WHAT NEEDS TO BE DONE: Return every line of the listing below with nothing changed, added or left out.

-- Start of INFORMATION SHOWN --

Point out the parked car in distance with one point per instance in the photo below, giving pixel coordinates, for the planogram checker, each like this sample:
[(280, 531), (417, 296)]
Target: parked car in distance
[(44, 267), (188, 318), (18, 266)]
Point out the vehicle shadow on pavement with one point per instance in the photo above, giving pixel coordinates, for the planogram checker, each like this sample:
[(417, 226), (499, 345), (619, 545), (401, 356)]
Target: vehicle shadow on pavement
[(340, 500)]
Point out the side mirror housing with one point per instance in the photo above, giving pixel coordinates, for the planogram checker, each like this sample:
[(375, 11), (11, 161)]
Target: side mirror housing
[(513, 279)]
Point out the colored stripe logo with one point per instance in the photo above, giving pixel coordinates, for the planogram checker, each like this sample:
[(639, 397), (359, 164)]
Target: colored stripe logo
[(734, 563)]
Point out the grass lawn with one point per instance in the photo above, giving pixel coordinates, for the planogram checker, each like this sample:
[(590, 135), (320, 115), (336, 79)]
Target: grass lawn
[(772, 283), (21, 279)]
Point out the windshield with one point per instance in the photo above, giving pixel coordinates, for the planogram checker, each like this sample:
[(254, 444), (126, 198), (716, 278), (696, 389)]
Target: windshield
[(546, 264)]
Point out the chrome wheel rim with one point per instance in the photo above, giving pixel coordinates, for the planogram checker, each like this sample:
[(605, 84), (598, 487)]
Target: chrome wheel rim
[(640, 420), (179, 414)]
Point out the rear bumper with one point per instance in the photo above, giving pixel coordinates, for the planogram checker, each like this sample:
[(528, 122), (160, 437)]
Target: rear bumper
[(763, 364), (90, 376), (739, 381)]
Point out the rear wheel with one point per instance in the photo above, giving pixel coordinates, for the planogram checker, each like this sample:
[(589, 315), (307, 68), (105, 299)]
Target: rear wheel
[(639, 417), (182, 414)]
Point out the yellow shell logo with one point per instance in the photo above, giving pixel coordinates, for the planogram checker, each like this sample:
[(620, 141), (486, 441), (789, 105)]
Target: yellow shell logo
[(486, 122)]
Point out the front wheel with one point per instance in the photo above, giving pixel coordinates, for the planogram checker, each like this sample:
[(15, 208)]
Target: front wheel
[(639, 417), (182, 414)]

-- End of INFORMATION SHOWN --

WRITTEN RESPONSE:
Point out the parked car in distance with one point per instance in the photo below, giving pixel coordinates, for the planogram checker, each like this sample:
[(280, 531), (417, 296)]
Target: parked car in distance
[(44, 267), (188, 318), (18, 266)]
Point out the vehicle shadow on pavement with one point per instance in the photo above, giving pixel coordinates, for the planogram checker, each like this sample:
[(417, 226), (499, 345), (619, 545), (401, 356)]
Target: vehicle shadow on pavement
[(340, 500)]
Point out the side mirror housing with one point per instance in the photo above, giving pixel coordinates, for the planogram checker, each like this sample:
[(375, 11), (11, 161)]
Target: side mirror housing
[(513, 279)]
Point out the colored stripe logo with one point per instance in the photo above, giving pixel coordinates, for the planogram checker, each like this sample:
[(639, 397), (359, 164)]
Target: colored stripe logo
[(734, 563)]
Point out the grass lawn with one point per instance in the photo above, giving pixel coordinates, for the planogram checker, each like this sample:
[(590, 135), (320, 115), (336, 79)]
Target: grass lawn
[(772, 283), (21, 279)]
Point out the windshield with one point per instance in the photo above, giving pixel coordinates, for the planogram checker, each like this sample:
[(254, 444), (126, 198), (716, 278), (696, 389)]
Target: windshield
[(546, 264)]
Point out the chrome wheel rim with one point per instance in the photo above, giving pixel coordinates, for the planogram checker, each like this sample:
[(605, 84), (598, 487)]
Target: chrome wheel rim
[(640, 420), (179, 414)]
Point out the rear bumper with one point per instance in the photo above, giving pixel coordinates, for the planogram checker, each like this sample:
[(528, 122), (160, 437)]
Target: rear bumper
[(763, 364), (90, 376), (739, 381)]
Point out the rear wheel with one point per instance in the photo above, giving pixel coordinates, for the planogram checker, each like this sample:
[(589, 315), (307, 68), (105, 299)]
Target: rear wheel
[(639, 417), (182, 414)]
Point out the yellow shell logo with one point per instance in the photo above, giving pixel coordinates, for the planogram checker, each like this sample:
[(620, 141), (486, 441), (789, 105)]
Target: yellow shell logo
[(486, 122)]
Point out the front wheel with one point per instance in the photo above, giving pixel coordinates, for the planogram checker, each like this sample:
[(15, 208)]
Target: front wheel
[(639, 417), (182, 414)]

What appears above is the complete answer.